─── Input rows ───

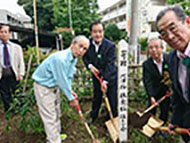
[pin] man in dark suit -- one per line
(174, 27)
(153, 69)
(100, 59)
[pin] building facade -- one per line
(118, 13)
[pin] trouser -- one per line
(97, 98)
(8, 84)
(182, 141)
(48, 101)
(164, 110)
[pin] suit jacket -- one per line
(104, 60)
(152, 79)
(181, 109)
(17, 60)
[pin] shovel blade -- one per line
(113, 128)
(152, 123)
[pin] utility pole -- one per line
(36, 32)
(70, 17)
(134, 30)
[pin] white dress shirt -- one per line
(182, 73)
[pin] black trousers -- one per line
(97, 98)
(7, 86)
(164, 109)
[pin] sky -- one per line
(12, 5)
(106, 3)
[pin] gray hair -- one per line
(155, 39)
(178, 10)
(78, 38)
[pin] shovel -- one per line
(112, 124)
(151, 129)
(154, 105)
(177, 130)
(94, 140)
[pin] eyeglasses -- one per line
(172, 28)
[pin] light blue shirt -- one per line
(1, 52)
(57, 70)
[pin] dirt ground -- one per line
(74, 128)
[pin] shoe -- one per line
(107, 133)
(91, 121)
(164, 134)
(63, 137)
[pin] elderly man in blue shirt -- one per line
(56, 72)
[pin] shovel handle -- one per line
(177, 130)
(108, 106)
(75, 96)
(83, 118)
(156, 103)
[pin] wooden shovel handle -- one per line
(83, 118)
(177, 130)
(156, 103)
(108, 106)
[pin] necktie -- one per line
(186, 62)
(6, 55)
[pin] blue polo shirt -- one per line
(57, 70)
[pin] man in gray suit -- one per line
(12, 66)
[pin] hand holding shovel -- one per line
(112, 124)
(94, 140)
(154, 105)
(177, 130)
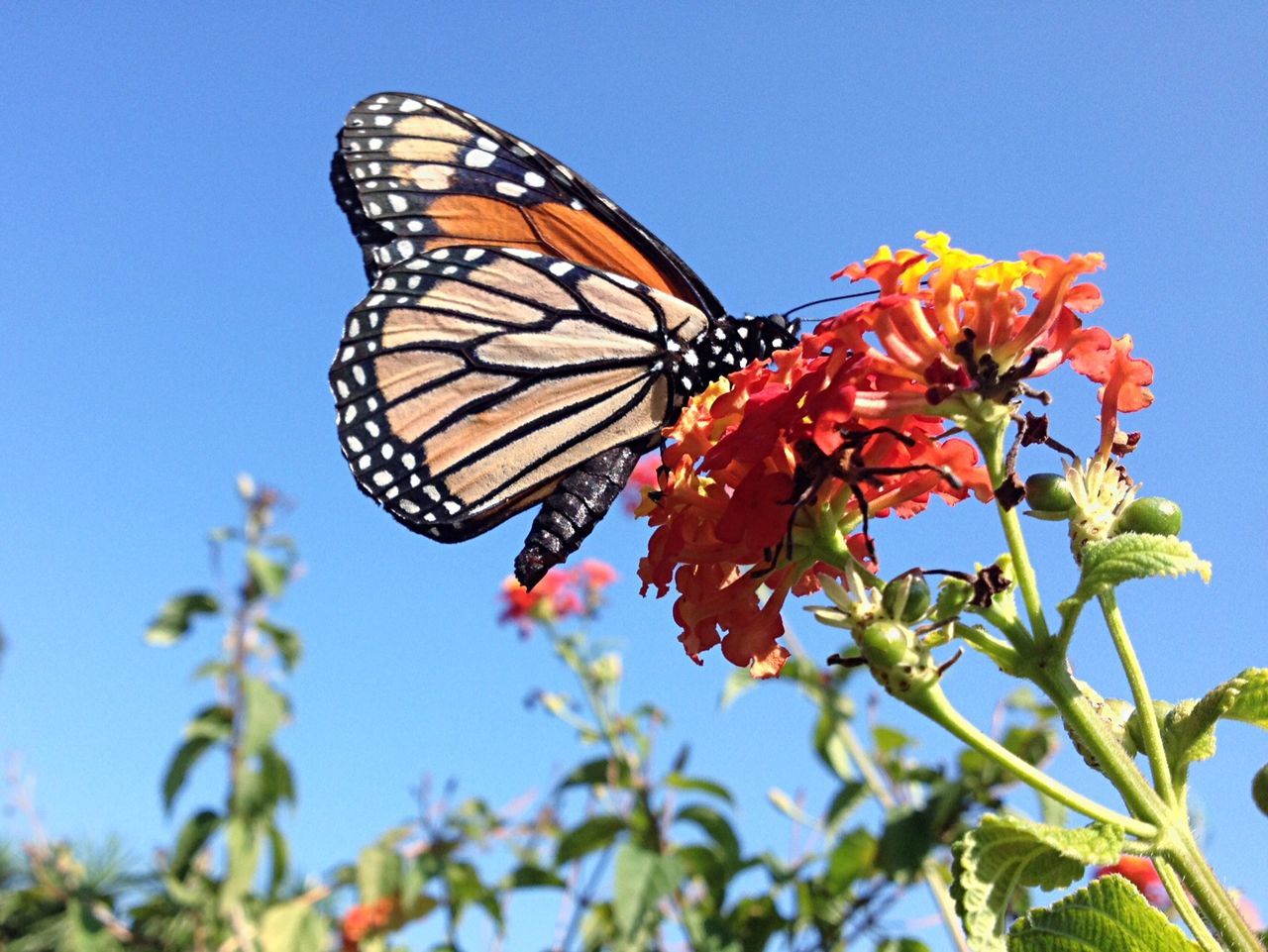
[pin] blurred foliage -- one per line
(641, 851)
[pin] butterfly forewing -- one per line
(471, 380)
(415, 173)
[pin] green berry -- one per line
(1049, 492)
(1259, 790)
(1151, 515)
(914, 602)
(884, 643)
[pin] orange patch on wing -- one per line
(551, 228)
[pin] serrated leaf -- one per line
(293, 927)
(592, 834)
(702, 785)
(181, 763)
(191, 838)
(176, 617)
(285, 642)
(267, 575)
(264, 708)
(1189, 729)
(1108, 915)
(1006, 853)
(1110, 562)
(642, 880)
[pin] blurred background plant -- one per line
(638, 851)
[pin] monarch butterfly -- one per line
(524, 340)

───

# Do this
Exactly repeat every line from the line that includes "[pin] necktie -- one per line" to the end of the listing, and nothing else, leaving pictures out.

# Solution
[pin] necktie -- one per line
(186, 62)
(6, 55)
[pin] blue polo shirt -- one per line
(57, 70)
[pin] man in gray suit -- one per line
(12, 66)
[pin] hand holding shovel -- one per line
(112, 124)
(94, 140)
(154, 105)
(177, 130)
[pin] blurred foliage -- one per line
(641, 851)
[pin] butterfly forewing -- one per line
(471, 380)
(415, 173)
[pin] green berry -- one per line
(1049, 492)
(1259, 790)
(1151, 515)
(914, 602)
(884, 643)
[pin] orange patch on wing -- one per line
(551, 228)
[pin] serrated leaf -- one per line
(293, 927)
(592, 834)
(702, 785)
(181, 763)
(191, 838)
(176, 617)
(285, 642)
(267, 575)
(264, 708)
(1189, 729)
(1108, 915)
(1006, 853)
(1110, 562)
(642, 880)
[pin] blurred background plant -- one per line
(638, 851)
[pin] monarch butterfly -- one per line
(524, 340)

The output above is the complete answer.